- _To do_:
- 1) From the forum thread on removetype, list every function the posts mention by name, leaving out type constructors.
- 2) Tally the lines of the rows below that contain the string "gloved", with case counting. Give only the number.

[START Excerpt provided]

How to implement Lionel Zoubritzky's removetype() function?

I am so impressed by the clarity of @liozou’s presentation of the Bezanson et al paper “Julia: Dynamism and Performance Reconciled by Design”. Unfortunately I can’t seem to find a pdf of the slides, and I would love to replicate his example of the cost of devirtualization and inlining.

It relies on the function removetype which I believe must be his own work, and what it does, it seems to me, is that removetype(x) returns a value which has exactly the same data as x but the metadata has been changed so the type is now Any.

Any idea how one might write such a function?

That is not possible, since all values in Julia have a concrete type and Any is abstract.

But perhaps you want a function removetype(x) which returns x but which Julia’s type inference cannot figure out the return type?

If so, the following should work.

removetype(x) = Base.invokelatest(identity, x)
5 Likes

Thanks for the suggestion! Works perfectly.

Hi there! Thank you for the kind word :smile:
That talk is a bit old but still mostly accurate I believe! The way I implemented it at the time was

function removetype(x)
    anyref = Ref{Any}(x)
    return anyref[]
end

but there is now the Base.inferencebarrier function which is probably what you are looking for.

[END Excerpt provided]
[START Records provided]

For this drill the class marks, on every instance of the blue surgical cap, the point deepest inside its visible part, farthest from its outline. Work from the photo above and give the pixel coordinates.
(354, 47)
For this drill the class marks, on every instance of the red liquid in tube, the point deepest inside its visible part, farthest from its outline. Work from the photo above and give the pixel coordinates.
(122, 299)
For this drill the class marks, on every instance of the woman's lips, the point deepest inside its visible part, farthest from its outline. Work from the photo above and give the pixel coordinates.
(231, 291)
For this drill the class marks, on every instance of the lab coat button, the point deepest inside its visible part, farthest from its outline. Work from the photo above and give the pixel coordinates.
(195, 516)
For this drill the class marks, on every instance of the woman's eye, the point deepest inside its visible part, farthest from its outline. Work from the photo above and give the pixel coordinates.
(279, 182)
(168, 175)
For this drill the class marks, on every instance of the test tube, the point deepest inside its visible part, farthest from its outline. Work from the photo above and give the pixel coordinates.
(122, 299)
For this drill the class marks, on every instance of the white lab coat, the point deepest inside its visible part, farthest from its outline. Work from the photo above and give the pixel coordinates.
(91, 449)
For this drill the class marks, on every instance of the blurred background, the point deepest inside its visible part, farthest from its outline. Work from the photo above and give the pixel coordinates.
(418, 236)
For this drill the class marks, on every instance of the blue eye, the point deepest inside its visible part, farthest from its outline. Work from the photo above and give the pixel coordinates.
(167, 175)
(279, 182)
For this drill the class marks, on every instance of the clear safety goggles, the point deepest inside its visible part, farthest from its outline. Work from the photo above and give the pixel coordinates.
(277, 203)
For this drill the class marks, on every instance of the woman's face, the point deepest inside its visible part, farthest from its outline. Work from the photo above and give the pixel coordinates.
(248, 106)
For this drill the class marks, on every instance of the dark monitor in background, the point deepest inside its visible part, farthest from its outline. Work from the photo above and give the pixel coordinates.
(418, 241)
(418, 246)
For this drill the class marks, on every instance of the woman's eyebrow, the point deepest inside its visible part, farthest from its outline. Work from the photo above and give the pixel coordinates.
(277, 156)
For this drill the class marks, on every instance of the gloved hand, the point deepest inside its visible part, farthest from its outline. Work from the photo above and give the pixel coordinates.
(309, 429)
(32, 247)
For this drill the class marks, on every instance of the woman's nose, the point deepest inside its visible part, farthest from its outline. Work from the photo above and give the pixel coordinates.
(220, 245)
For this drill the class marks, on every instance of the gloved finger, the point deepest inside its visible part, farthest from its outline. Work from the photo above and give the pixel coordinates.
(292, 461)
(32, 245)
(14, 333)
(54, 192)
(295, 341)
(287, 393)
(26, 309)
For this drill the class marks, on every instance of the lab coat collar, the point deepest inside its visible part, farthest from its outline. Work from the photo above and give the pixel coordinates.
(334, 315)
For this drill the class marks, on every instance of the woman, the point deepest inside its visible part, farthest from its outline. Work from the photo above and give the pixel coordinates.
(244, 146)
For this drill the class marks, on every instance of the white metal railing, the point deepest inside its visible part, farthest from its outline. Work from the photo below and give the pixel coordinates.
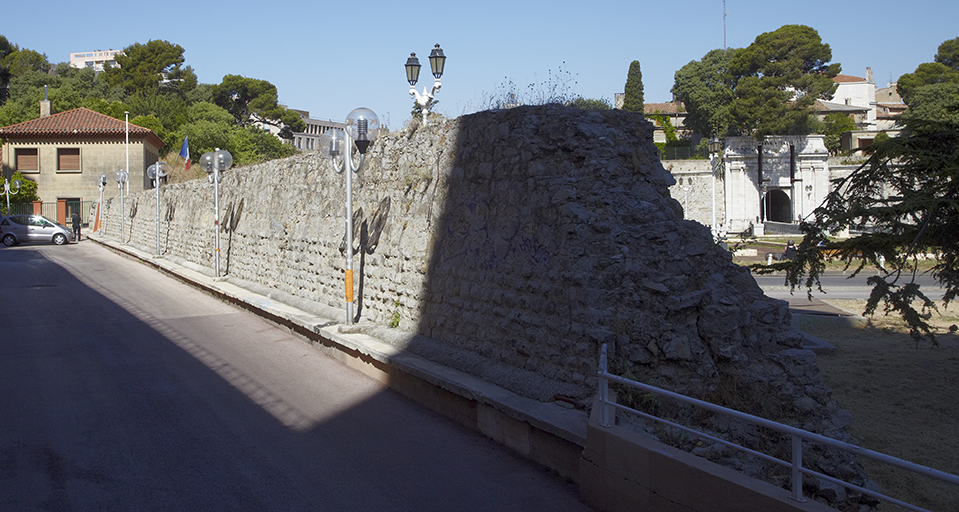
(797, 436)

[END Records provided]

- _Expected responses_:
- 1) removetype, Base.invokelatest, identity, Base.inferencebarrier

- 2) 2